_Stated problem_. Reproduce only the material from its start through the line with "column 230, row 336", swapping "slate roof" for "tile roof" and keeping everything else the same.

_Records for processing_.
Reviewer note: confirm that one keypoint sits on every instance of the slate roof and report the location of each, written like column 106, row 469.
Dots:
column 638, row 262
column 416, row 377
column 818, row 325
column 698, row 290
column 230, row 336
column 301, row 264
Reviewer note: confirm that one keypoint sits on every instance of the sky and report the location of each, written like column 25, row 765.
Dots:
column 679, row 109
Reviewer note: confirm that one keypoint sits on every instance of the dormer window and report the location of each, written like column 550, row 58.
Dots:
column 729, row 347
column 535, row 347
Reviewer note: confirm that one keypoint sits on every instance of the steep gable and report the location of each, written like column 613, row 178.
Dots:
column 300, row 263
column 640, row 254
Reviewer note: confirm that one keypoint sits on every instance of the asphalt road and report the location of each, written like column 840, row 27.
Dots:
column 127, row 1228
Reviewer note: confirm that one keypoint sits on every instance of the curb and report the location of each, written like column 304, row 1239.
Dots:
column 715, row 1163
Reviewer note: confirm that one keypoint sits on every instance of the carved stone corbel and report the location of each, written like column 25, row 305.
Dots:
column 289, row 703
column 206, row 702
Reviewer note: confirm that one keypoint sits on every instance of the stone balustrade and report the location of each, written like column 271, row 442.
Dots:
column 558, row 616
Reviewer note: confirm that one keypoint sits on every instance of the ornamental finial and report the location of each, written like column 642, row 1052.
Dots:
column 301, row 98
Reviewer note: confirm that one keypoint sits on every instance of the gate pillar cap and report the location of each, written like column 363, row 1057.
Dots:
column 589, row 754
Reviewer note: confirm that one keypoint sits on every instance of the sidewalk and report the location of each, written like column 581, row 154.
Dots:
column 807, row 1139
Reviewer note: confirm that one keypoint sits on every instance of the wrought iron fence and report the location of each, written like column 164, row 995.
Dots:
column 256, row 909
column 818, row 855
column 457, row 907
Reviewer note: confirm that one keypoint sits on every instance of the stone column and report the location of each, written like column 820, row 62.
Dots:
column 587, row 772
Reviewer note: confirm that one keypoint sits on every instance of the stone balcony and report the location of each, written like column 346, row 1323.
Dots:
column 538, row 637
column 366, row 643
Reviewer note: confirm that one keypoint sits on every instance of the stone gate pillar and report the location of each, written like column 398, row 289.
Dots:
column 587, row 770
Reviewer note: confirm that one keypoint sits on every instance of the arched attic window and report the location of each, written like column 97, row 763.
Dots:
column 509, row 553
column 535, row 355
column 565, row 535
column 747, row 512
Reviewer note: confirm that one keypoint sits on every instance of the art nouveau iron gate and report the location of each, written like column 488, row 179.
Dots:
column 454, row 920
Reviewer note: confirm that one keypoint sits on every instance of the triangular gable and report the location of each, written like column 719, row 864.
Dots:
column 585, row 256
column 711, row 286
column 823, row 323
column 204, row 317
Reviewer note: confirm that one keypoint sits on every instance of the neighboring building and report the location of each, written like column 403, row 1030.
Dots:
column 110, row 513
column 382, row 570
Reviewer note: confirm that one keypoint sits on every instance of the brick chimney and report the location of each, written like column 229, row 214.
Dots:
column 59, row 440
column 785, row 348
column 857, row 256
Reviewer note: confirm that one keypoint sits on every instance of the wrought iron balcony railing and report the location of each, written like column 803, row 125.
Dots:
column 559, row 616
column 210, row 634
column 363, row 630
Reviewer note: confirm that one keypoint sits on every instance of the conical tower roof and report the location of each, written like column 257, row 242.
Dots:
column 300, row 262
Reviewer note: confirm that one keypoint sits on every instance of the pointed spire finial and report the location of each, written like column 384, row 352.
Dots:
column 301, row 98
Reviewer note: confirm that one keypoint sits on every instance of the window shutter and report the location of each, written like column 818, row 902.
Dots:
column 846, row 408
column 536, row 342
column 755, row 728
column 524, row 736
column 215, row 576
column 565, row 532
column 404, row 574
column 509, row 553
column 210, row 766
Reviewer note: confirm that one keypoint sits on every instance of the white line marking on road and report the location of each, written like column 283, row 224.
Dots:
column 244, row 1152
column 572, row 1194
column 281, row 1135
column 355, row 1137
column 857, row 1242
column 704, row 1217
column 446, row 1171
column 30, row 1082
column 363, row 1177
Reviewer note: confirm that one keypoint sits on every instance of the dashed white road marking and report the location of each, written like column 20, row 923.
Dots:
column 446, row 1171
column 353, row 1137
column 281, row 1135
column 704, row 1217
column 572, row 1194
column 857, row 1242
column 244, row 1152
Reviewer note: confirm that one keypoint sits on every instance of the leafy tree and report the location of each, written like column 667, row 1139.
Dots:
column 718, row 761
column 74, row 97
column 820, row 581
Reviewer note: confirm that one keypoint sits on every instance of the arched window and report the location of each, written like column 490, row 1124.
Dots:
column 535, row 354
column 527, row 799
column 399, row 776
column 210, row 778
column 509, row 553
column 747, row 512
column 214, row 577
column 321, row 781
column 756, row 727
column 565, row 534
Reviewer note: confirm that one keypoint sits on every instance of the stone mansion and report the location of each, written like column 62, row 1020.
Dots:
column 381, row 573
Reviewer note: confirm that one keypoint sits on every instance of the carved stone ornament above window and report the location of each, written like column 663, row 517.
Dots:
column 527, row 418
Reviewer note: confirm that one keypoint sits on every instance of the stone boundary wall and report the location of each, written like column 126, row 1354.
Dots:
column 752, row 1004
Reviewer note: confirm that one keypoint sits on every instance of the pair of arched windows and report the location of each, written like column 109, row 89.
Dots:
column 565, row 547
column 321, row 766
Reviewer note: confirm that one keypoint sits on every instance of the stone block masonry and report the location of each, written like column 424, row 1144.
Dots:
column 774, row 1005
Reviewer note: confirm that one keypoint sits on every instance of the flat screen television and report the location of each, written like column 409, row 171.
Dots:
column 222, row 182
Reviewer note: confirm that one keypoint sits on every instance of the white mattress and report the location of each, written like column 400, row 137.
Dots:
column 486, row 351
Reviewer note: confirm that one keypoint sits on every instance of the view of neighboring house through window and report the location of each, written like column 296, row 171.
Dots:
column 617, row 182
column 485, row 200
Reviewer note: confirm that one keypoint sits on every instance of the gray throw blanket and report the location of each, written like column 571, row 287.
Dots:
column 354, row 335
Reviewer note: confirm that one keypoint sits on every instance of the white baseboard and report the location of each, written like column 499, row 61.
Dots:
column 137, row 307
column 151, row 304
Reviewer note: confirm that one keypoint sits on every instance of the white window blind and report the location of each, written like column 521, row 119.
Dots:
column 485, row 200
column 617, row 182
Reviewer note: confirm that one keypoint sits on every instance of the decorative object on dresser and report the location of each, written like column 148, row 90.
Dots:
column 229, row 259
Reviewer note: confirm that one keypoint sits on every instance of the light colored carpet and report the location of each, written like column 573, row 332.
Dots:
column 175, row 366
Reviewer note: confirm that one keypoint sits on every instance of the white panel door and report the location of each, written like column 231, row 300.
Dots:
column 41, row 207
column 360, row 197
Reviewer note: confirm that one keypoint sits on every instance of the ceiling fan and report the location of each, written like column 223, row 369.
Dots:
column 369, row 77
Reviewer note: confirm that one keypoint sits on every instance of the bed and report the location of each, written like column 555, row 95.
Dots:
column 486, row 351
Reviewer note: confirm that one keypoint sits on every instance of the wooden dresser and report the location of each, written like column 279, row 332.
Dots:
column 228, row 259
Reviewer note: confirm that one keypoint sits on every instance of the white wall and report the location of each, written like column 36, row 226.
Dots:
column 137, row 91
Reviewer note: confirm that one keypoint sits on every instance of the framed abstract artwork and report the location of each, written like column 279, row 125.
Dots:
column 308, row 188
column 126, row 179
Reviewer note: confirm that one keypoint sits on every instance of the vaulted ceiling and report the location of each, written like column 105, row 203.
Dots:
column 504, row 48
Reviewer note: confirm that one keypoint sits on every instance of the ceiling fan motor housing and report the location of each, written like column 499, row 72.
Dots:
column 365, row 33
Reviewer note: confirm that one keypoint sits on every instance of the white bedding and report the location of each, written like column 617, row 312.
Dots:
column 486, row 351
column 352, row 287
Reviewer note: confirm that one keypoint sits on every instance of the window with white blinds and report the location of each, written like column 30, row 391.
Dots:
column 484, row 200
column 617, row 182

_Output of the task_.
Reviewer note: confirm that one keypoint sits on every instance of the tile roof and report the location of each, written like column 106, row 469.
Dots:
column 638, row 262
column 416, row 377
column 818, row 325
column 698, row 290
column 230, row 336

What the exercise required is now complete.